### TASK DIRECTIONS:
Swap "image pixels" for "pixel coordinates" while reproducing the data from its first line through the line containing "box: [573, 598, 650, 742]", both ends included, with nothing else changed. Omit the pictures from the output.

[Collected data]
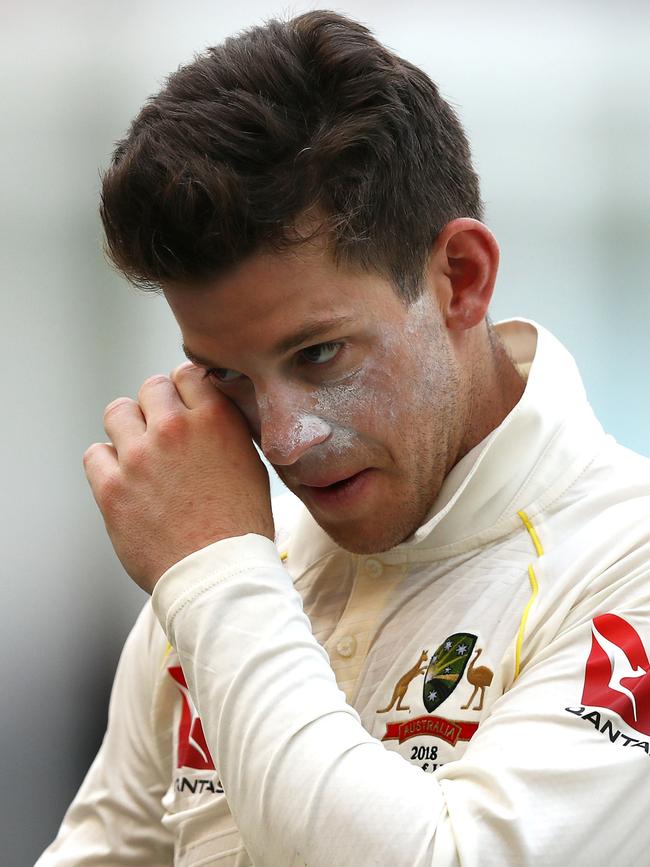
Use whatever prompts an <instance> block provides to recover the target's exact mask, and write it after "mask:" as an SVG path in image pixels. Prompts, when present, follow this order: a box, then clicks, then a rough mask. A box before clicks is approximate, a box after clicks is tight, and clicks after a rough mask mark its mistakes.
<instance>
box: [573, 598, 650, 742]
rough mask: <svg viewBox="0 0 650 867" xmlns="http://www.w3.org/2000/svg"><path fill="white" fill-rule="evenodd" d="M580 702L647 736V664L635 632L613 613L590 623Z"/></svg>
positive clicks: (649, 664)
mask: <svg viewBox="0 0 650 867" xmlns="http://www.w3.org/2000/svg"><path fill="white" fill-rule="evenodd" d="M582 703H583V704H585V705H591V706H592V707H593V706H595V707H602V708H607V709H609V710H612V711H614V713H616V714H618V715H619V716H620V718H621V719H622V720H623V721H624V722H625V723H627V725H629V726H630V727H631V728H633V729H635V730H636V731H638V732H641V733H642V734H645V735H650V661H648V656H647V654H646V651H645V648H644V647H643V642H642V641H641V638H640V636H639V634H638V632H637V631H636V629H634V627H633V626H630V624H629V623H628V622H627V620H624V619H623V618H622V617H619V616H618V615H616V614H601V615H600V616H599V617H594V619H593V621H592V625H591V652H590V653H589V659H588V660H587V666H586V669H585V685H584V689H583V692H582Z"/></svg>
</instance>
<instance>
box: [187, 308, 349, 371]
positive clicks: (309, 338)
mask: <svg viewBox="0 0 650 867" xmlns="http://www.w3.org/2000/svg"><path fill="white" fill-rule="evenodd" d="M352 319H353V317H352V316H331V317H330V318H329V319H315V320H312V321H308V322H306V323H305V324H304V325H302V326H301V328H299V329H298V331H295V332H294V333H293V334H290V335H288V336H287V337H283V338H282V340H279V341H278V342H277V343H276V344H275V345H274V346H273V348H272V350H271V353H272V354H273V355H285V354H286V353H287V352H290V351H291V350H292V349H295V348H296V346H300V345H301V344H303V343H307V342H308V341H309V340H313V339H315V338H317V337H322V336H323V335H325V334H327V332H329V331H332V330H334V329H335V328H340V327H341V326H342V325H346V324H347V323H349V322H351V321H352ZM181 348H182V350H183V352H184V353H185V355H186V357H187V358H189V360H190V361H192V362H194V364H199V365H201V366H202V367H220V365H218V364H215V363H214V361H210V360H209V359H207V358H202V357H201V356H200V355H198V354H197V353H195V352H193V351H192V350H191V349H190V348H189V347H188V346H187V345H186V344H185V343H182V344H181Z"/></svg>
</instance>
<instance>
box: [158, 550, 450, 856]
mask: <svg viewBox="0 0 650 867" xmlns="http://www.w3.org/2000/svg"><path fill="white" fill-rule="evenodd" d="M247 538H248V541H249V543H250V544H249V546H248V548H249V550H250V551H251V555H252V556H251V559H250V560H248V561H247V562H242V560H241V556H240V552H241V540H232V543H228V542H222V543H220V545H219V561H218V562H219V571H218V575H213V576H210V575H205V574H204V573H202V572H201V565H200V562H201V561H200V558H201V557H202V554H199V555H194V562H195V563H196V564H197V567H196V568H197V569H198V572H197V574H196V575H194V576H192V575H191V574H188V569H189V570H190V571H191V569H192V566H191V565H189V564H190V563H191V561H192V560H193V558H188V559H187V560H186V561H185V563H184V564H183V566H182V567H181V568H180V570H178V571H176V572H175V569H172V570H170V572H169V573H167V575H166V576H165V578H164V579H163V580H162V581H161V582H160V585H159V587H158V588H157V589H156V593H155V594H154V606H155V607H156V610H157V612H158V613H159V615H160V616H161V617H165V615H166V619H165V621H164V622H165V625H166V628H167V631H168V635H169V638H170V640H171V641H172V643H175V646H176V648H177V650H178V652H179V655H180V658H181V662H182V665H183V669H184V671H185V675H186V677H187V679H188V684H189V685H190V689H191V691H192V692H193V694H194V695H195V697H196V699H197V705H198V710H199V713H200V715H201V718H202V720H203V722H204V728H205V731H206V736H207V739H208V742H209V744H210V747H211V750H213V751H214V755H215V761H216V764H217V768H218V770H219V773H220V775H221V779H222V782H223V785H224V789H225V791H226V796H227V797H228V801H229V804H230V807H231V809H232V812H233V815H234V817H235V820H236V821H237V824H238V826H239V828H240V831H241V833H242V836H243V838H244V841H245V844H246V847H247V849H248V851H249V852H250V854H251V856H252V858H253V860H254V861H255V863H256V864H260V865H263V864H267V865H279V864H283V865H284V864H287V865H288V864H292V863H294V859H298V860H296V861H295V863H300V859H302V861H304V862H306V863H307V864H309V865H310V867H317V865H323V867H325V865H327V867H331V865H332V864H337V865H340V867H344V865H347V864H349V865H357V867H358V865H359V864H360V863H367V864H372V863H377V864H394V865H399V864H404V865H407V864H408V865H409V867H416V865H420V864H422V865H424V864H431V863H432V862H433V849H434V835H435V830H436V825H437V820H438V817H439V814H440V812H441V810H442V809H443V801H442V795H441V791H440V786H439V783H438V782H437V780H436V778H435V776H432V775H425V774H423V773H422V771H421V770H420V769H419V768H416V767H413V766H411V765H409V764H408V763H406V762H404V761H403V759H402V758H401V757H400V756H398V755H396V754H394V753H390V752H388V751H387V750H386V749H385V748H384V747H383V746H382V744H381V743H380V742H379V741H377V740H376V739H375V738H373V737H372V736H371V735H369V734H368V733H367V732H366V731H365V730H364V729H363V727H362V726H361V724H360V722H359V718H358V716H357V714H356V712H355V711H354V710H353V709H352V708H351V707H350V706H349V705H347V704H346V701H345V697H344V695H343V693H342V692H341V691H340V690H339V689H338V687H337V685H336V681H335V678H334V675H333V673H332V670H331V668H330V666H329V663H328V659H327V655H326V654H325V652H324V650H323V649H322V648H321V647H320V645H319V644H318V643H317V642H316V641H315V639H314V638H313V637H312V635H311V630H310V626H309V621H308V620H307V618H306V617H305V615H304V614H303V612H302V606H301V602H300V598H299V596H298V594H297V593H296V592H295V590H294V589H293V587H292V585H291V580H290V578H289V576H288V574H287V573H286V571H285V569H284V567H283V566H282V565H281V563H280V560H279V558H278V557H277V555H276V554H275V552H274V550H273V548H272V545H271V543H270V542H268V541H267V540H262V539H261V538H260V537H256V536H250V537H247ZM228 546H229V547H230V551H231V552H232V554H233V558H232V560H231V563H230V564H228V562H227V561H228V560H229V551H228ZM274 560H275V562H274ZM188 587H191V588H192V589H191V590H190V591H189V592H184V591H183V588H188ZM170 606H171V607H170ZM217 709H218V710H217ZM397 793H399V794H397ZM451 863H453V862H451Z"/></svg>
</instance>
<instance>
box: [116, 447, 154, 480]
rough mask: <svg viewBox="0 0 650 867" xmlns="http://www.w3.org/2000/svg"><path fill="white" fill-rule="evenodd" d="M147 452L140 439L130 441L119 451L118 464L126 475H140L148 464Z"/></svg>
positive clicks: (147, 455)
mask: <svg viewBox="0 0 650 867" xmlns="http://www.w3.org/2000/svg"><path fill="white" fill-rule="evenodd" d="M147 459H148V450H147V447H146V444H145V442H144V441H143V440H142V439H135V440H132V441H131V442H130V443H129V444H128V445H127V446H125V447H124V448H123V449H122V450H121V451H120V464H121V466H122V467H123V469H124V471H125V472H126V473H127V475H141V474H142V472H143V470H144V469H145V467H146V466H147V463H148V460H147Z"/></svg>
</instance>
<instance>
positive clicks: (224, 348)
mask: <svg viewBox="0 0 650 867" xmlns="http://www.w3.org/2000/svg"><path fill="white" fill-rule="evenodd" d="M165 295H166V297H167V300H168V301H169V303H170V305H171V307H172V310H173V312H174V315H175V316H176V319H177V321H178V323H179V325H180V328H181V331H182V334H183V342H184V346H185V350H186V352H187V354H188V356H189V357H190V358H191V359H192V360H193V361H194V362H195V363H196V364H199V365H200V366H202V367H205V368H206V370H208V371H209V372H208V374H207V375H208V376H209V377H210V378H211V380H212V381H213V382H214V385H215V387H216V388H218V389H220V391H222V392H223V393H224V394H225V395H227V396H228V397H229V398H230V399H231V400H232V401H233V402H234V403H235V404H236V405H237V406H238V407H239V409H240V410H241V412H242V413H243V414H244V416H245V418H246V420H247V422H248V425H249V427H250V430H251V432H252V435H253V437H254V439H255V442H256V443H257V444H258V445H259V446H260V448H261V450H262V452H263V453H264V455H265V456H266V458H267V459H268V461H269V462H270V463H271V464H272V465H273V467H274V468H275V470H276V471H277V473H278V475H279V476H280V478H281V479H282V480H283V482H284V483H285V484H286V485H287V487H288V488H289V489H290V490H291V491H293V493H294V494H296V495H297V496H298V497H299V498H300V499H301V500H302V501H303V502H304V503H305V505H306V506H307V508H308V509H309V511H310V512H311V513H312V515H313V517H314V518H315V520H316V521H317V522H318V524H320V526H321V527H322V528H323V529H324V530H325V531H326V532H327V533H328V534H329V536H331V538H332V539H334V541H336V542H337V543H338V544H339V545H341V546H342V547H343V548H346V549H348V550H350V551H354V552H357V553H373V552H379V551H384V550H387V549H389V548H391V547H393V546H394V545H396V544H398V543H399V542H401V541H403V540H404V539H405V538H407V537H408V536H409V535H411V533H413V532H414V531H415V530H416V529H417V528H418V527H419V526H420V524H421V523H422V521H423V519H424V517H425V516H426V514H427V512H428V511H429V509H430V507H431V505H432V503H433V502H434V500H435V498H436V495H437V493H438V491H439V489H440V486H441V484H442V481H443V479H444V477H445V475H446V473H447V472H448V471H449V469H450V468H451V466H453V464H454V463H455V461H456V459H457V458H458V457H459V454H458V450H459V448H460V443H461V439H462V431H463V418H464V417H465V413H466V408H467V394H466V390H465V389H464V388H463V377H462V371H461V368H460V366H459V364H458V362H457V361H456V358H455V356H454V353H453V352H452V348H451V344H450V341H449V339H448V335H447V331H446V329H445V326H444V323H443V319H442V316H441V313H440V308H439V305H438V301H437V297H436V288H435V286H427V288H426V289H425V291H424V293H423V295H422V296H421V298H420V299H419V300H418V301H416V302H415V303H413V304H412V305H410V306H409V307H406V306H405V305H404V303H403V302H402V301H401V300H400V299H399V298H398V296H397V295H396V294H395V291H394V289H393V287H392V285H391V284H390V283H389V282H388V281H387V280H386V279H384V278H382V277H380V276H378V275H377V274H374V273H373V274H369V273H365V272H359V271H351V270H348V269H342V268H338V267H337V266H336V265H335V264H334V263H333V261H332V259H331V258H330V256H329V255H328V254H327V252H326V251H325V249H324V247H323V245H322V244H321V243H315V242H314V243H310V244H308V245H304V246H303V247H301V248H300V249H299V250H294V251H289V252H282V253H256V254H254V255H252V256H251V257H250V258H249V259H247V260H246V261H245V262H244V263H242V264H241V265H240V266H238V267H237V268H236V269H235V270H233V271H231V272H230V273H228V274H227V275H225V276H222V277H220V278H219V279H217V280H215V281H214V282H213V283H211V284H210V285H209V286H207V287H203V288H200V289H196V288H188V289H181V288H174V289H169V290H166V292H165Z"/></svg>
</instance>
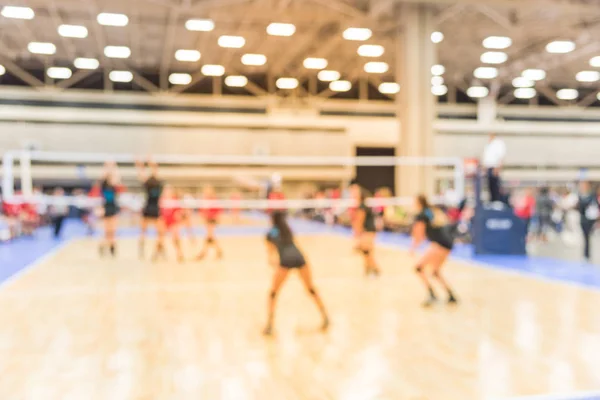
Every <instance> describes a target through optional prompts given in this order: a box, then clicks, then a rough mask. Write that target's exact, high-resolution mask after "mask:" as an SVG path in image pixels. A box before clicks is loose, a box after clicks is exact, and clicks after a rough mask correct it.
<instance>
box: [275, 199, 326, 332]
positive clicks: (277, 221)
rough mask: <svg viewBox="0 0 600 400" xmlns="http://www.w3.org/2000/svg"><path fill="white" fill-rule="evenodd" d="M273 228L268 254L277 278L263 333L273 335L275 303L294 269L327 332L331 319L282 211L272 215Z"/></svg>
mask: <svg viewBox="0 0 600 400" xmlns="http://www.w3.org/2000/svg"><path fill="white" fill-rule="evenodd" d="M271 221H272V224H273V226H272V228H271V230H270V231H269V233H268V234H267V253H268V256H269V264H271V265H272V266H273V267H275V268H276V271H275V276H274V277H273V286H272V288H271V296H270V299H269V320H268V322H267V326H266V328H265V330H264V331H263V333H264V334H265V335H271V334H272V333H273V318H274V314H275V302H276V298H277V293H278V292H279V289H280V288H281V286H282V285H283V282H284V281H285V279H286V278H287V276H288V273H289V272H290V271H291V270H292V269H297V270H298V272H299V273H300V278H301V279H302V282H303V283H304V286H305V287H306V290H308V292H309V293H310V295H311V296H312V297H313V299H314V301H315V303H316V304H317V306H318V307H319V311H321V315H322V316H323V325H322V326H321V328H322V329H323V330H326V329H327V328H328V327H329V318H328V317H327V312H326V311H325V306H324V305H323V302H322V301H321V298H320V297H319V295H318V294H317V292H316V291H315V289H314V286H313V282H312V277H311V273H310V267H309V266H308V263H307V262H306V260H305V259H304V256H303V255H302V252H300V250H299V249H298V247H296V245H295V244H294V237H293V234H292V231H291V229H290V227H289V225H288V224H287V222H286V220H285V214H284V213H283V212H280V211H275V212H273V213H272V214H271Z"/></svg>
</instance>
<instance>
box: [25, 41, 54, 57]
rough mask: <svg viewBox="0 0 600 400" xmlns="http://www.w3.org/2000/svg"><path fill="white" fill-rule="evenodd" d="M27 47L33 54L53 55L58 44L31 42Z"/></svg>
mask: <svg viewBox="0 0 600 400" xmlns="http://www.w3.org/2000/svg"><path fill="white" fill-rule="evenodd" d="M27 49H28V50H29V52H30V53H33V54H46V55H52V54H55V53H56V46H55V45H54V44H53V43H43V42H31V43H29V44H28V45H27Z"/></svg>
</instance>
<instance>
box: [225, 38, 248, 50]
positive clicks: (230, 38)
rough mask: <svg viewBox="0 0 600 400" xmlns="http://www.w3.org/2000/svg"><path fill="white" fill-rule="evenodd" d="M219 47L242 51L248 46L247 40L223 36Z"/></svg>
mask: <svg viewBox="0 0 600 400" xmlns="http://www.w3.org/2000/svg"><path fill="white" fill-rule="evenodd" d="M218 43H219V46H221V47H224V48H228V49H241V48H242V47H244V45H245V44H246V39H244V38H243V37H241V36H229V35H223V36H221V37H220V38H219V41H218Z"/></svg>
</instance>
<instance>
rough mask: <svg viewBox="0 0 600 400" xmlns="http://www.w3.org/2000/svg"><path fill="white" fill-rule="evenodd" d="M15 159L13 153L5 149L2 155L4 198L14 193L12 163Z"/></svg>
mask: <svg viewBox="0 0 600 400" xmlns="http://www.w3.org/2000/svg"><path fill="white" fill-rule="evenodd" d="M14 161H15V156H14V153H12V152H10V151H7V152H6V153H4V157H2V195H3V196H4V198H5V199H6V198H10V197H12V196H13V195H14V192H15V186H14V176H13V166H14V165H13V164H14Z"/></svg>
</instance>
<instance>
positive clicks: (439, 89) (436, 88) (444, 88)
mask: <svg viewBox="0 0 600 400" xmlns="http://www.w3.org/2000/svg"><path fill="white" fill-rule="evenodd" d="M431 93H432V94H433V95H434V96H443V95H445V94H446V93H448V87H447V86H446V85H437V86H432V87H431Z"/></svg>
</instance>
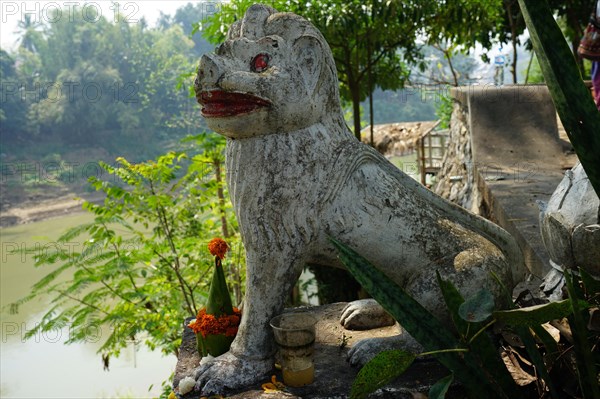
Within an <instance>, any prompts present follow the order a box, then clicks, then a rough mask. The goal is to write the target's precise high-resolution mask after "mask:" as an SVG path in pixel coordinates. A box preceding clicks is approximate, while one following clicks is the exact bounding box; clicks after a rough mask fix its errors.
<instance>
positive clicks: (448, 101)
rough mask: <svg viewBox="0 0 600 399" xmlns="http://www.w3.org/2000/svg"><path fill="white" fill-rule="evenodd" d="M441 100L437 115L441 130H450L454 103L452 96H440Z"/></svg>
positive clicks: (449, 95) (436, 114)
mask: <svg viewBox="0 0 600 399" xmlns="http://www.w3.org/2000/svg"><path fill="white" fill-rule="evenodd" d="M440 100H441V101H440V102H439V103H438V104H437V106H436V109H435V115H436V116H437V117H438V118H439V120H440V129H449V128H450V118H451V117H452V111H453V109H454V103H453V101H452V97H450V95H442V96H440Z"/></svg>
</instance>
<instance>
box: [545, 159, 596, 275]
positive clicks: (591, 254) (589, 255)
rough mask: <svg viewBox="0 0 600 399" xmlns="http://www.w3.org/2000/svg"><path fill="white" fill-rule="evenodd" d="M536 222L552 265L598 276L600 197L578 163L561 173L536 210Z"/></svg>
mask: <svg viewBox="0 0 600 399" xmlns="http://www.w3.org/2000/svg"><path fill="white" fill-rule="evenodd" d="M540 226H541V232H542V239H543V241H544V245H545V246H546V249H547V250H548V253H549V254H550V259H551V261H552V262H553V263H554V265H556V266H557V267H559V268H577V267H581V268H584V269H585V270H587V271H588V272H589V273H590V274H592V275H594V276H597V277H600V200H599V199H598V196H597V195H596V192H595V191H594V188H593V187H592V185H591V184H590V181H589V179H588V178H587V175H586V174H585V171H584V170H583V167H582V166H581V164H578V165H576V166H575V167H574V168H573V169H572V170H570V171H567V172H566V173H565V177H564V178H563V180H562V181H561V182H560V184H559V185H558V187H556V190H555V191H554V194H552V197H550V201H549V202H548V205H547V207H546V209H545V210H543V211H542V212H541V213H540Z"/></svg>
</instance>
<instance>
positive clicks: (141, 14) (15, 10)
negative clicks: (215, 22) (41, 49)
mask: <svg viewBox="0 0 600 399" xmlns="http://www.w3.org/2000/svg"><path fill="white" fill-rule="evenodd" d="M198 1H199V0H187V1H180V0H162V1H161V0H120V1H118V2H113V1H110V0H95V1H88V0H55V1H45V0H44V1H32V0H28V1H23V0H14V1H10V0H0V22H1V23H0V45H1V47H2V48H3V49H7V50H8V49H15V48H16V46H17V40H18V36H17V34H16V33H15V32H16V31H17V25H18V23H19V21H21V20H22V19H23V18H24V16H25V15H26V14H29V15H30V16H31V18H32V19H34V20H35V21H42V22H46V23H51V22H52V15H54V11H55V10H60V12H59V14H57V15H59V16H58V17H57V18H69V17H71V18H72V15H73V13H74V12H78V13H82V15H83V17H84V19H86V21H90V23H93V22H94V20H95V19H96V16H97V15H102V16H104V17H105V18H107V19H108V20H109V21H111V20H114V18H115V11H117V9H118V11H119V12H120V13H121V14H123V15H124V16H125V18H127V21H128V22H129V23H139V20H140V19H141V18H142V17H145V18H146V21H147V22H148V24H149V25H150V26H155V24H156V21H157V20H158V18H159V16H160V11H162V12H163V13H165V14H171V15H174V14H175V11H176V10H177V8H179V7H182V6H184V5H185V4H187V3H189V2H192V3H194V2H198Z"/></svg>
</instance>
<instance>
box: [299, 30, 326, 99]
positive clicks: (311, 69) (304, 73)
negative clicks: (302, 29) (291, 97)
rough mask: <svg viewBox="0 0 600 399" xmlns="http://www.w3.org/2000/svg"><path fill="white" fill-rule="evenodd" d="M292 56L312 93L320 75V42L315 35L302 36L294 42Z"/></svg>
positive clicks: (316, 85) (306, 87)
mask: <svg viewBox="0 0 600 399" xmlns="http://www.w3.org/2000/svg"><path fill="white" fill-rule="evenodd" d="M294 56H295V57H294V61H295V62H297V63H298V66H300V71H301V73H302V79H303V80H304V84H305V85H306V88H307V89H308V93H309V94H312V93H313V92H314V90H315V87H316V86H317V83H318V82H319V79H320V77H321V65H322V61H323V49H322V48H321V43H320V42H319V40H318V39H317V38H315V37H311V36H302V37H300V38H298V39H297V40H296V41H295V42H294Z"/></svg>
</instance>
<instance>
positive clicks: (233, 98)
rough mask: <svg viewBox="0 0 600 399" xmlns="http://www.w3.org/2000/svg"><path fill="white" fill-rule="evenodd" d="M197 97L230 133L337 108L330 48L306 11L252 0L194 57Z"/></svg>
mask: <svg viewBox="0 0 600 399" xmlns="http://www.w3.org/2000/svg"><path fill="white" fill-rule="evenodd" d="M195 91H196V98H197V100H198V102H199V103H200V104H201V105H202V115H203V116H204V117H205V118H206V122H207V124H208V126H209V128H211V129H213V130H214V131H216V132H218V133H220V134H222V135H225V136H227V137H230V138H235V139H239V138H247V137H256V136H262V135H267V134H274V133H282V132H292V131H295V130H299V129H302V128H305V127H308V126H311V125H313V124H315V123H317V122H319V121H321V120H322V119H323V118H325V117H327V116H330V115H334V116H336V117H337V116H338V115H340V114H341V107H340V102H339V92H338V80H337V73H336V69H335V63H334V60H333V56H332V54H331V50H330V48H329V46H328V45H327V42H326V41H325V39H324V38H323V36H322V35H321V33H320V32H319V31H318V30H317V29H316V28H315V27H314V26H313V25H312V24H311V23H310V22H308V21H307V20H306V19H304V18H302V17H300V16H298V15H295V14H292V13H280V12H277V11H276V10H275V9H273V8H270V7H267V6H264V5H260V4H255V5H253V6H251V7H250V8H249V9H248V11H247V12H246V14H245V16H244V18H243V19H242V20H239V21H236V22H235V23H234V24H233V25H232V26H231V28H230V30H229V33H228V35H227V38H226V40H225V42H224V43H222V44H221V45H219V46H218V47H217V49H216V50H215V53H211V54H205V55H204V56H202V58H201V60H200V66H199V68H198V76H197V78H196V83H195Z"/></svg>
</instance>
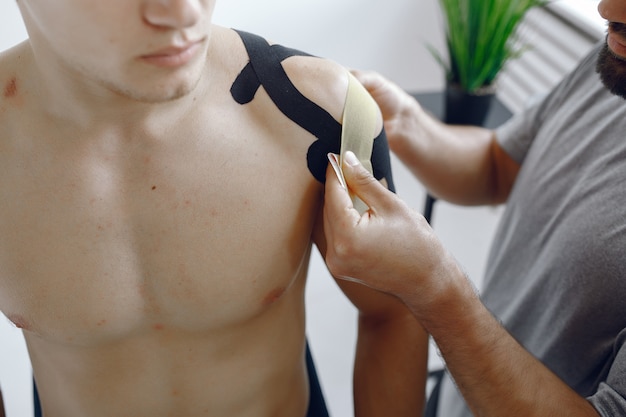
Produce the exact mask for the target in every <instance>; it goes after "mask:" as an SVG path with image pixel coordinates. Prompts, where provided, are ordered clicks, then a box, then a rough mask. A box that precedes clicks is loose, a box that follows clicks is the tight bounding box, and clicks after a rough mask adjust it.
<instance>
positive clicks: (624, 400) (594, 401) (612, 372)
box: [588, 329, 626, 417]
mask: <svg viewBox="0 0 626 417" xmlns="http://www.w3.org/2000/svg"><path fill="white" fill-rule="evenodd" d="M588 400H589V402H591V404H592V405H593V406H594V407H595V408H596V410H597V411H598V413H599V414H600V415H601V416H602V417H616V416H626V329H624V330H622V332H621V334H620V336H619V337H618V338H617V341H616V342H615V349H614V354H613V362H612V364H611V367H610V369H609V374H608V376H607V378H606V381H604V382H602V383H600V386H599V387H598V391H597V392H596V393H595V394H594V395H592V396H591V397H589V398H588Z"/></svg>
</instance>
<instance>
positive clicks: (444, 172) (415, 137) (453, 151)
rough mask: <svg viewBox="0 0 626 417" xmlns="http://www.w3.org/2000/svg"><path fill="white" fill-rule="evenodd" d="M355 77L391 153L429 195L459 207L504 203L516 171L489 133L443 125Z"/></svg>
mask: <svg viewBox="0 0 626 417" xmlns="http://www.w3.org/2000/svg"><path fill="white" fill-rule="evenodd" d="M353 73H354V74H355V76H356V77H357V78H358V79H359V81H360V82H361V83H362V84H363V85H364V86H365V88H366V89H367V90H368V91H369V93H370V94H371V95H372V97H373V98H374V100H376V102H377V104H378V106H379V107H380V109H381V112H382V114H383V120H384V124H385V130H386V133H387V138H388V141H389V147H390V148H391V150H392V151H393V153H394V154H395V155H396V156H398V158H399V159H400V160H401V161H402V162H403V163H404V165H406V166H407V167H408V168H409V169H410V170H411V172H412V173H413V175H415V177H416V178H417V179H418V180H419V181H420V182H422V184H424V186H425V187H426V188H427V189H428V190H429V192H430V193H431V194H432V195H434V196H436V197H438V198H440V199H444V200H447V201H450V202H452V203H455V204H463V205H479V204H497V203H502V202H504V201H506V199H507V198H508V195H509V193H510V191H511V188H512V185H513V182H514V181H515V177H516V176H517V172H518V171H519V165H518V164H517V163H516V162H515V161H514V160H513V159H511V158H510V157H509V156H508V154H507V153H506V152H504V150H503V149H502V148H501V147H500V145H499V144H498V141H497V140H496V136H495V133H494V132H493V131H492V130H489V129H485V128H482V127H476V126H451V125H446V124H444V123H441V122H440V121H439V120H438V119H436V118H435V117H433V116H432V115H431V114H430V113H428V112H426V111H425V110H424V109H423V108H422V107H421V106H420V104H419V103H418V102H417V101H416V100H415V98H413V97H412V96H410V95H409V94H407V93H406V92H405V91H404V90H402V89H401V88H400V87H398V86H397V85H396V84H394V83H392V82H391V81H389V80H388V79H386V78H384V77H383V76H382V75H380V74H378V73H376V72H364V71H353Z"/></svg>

### TASK RESULT:
Use whatever prompts an <instance> block provides to recover the target's exact mask, and write it after "mask:" as an SVG path in pixel coordinates. Prompts, when present, follow this order: a box, then clicks, then a rough mask. A box before clicks is approximate, a box after clicks is tight, and clicks after a rough mask mark its mistakes.
<instance>
box: [573, 598, 650, 742]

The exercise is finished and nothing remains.